Coordinate annotation records:
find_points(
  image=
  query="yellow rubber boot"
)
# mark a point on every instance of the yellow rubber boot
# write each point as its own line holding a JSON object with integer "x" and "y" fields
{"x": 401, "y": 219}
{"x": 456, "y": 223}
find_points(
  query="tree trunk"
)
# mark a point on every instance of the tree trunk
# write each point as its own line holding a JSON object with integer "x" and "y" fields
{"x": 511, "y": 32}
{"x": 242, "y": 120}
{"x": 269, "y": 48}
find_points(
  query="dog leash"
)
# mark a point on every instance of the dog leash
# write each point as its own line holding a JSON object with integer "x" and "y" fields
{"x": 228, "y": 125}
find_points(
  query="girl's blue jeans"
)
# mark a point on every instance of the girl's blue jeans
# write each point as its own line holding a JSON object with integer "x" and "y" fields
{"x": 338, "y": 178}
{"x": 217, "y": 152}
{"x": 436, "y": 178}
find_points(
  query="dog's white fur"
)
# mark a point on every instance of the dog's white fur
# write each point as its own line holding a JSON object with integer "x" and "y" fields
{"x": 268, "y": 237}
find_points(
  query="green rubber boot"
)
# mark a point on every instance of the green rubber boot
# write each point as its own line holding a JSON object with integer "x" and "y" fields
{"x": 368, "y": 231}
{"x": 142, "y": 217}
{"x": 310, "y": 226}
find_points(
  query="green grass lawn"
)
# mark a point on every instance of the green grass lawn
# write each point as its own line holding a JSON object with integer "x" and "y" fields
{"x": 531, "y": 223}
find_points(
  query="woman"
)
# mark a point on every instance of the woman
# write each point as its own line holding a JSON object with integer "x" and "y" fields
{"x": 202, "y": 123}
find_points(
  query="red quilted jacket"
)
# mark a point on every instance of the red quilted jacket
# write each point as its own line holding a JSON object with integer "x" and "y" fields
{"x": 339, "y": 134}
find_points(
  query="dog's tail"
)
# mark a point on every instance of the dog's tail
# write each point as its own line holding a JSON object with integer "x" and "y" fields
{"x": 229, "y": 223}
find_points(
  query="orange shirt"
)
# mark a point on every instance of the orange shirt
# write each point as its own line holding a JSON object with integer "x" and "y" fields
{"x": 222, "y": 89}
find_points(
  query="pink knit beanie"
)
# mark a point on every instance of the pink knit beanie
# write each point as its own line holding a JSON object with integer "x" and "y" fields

**Task statement**
Print the complete listing again, exactly as it stands.

**Answer to the problem**
find_points(
  image=
  query="yellow rubber boot"
)
# mark a point on every instance of the yellow rubber boot
# write each point as its own line holding a JSON object with integer "x" and "y" fields
{"x": 401, "y": 219}
{"x": 456, "y": 223}
find_points(
  query="tree trunk"
)
# mark a point on every instance of the tree trunk
# write each point as its own line holding a JSON object with integer "x" and "y" fields
{"x": 511, "y": 32}
{"x": 242, "y": 120}
{"x": 269, "y": 48}
find_points(
  query="dog leash"
)
# mark a point on every instance of the dog leash
# write each point as its own line holding a JSON object with integer "x" and "y" fields
{"x": 228, "y": 125}
find_points(
  query="girl's blue jeans"
)
# mark a point on every instance of the girl's blue jeans
# write each point as its own line holding a JSON object with integer "x" and "y" fields
{"x": 338, "y": 178}
{"x": 217, "y": 152}
{"x": 436, "y": 178}
find_points(
  query="dog's white fur"
)
# mark a point on every instance of the dog's white fur
# write each point as its own line holding a JSON object with integer "x" and "y" fields
{"x": 268, "y": 237}
find_points(
  query="green rubber boot"
)
# mark a point on every instance of the green rubber boot
# write each point as its own line holding a JSON object with integer "x" and "y" fields
{"x": 368, "y": 231}
{"x": 142, "y": 217}
{"x": 310, "y": 226}
find_points(
  query="green grass lawn"
)
# mark a point on every instance of the green grass lawn
# write each point as its own line holding a JSON object with integer "x" and "y" fields
{"x": 531, "y": 223}
find_points(
  query="woman"
)
# mark a point on every instance of the woman
# write each point as its own line holding a JSON object with integer "x" and "y" fields
{"x": 202, "y": 123}
find_points(
  query="red quilted jacket"
)
# mark a point on every instance of the red quilted jacket
# write each point as its own line holding a JSON object with integer "x" and "y" fields
{"x": 339, "y": 134}
find_points(
  query="dog's tail"
)
# mark a point on every instance of the dog's tail
# write each point as its own line holding a JSON object with integer "x" and "y" fields
{"x": 229, "y": 223}
find_points(
  query="orange shirt"
)
# mark a point on every instance of the orange shirt
# write each point as its own line holding a JSON object with integer "x" and "y" fields
{"x": 222, "y": 89}
find_points(
  query="pink knit beanie"
)
# mark a point on every instance of the pink knit beanie
# write each point as its own line holding a JSON object with integer "x" and "y" fields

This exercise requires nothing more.